Copy the line containing "Target: dirt path", then all lines after it up to and including the final line of the material, exactly and without additions.

*** Begin section ***

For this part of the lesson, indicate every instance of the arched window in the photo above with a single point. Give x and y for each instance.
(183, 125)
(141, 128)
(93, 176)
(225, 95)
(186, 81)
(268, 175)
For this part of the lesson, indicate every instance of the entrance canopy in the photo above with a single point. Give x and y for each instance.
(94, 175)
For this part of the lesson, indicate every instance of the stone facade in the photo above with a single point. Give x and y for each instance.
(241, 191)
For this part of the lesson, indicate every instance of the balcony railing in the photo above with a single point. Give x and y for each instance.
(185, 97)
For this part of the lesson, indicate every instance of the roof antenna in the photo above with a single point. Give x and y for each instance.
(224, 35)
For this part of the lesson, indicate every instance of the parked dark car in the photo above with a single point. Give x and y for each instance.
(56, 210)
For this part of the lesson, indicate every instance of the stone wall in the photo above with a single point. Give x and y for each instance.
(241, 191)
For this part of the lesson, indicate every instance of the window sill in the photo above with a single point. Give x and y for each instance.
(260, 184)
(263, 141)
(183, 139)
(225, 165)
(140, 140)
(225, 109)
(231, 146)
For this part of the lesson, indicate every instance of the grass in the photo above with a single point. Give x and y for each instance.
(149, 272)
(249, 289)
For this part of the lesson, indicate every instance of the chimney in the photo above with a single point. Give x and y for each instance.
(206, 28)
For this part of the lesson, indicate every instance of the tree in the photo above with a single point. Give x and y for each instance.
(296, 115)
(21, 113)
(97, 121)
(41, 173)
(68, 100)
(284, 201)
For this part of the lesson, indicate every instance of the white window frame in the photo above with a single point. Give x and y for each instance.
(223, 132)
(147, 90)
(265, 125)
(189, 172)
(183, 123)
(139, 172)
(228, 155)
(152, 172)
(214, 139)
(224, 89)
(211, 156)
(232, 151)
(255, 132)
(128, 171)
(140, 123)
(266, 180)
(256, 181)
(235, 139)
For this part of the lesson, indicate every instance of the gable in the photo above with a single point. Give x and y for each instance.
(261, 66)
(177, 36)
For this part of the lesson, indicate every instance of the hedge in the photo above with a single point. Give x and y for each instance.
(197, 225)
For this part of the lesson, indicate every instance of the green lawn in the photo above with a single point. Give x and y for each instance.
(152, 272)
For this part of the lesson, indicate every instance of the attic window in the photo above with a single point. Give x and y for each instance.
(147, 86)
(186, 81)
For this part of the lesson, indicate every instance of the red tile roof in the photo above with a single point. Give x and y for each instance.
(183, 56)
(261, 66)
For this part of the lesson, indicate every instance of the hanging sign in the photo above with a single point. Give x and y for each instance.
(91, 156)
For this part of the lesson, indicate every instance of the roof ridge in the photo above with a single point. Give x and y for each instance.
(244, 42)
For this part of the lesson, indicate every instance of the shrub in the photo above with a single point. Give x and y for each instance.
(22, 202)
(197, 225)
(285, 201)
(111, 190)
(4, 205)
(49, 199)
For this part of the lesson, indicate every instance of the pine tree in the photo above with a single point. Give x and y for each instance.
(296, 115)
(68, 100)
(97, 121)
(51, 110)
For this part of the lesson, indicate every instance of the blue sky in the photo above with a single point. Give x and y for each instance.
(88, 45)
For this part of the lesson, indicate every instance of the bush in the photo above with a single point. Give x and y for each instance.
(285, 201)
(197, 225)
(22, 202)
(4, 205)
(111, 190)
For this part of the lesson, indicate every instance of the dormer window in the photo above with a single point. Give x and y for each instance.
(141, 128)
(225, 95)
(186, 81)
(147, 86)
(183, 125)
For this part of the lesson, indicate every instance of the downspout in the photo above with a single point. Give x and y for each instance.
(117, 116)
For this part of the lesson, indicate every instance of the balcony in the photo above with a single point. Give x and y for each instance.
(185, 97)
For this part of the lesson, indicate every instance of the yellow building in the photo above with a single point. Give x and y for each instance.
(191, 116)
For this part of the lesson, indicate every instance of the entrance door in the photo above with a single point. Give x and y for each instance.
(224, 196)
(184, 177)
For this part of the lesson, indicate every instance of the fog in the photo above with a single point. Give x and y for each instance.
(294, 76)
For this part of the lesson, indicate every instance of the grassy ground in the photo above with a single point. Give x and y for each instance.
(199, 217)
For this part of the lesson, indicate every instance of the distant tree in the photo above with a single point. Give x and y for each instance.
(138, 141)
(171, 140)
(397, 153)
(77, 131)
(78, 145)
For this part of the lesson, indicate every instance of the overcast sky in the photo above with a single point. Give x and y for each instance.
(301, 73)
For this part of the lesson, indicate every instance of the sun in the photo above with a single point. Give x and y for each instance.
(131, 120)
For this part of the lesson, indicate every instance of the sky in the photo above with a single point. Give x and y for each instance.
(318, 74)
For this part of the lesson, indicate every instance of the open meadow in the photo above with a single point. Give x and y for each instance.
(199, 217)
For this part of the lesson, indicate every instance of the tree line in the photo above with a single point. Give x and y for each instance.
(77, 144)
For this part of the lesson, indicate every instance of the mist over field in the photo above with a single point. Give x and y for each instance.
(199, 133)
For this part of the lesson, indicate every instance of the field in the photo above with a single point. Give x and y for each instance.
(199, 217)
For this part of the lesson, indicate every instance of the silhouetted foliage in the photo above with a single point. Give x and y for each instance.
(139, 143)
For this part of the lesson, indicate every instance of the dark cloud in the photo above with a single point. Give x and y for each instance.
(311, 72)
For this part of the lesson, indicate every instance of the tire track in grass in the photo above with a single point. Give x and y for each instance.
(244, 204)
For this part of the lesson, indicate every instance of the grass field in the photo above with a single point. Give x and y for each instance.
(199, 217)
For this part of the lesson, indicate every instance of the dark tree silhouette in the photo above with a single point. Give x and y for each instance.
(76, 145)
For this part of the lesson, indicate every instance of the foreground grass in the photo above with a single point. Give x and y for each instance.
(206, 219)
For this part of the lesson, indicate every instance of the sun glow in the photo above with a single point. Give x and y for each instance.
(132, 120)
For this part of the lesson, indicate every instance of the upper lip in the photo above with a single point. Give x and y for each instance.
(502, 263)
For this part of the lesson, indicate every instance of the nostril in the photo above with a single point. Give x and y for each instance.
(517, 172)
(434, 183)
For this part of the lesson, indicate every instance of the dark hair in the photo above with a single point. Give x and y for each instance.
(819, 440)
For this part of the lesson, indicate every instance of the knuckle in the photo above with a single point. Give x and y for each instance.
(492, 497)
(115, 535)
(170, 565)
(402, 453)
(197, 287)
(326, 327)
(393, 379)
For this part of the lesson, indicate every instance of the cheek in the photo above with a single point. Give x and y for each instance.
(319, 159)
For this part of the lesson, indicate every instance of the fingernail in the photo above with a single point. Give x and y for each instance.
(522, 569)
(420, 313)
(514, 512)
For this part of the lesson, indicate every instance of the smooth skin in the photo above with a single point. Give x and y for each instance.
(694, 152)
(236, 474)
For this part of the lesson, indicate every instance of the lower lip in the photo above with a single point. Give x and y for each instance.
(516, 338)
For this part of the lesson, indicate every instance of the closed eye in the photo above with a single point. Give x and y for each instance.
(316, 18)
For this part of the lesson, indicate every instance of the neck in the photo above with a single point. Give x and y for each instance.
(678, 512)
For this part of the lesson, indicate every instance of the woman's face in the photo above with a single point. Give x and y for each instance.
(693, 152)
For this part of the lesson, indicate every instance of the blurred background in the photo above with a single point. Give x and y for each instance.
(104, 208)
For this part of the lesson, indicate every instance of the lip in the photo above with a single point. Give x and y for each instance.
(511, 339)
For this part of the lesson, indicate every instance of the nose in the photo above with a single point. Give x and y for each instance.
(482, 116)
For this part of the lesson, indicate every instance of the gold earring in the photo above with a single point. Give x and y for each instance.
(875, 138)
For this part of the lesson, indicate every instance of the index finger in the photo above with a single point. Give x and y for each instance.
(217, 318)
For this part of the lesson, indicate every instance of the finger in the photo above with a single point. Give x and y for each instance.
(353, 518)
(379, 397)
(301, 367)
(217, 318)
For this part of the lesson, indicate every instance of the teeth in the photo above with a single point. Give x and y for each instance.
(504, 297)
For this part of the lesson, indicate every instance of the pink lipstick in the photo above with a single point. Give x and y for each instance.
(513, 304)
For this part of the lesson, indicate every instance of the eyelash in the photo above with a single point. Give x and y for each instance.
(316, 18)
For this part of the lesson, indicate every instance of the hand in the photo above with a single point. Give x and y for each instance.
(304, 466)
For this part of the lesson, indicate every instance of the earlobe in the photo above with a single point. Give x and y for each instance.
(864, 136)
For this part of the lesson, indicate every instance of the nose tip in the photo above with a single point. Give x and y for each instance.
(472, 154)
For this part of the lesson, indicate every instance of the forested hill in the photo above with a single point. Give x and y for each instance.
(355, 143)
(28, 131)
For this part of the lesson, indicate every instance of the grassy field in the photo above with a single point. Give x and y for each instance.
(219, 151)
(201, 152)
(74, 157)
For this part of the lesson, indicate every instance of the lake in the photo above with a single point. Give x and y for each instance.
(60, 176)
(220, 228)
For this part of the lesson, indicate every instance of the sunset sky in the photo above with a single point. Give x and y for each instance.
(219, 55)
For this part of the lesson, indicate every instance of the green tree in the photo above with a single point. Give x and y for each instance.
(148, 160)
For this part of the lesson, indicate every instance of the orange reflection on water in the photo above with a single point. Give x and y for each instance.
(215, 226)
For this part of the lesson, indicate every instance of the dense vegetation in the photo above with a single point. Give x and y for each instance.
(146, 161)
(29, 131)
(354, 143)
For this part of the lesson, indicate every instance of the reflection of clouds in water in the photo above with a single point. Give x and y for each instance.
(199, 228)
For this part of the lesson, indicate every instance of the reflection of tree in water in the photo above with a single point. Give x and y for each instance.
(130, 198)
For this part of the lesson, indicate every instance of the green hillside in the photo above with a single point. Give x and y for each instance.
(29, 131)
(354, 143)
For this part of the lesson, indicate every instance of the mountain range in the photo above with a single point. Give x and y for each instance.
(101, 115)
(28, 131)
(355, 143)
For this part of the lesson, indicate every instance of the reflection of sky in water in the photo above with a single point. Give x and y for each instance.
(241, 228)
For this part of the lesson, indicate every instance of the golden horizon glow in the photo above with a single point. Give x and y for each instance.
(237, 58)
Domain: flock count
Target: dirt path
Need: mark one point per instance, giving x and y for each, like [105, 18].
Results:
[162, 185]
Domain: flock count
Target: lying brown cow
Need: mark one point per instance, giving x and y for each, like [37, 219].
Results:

*** End section ***

Result of this task:
Target: dirt path
Need: mark one point per instance, giving x and y for each, like [105, 18].
Results:
[162, 185]
Domain: flock count
Target: lying brown cow
Need: mark one point per instance, giving x and y for each, like [37, 219].
Results:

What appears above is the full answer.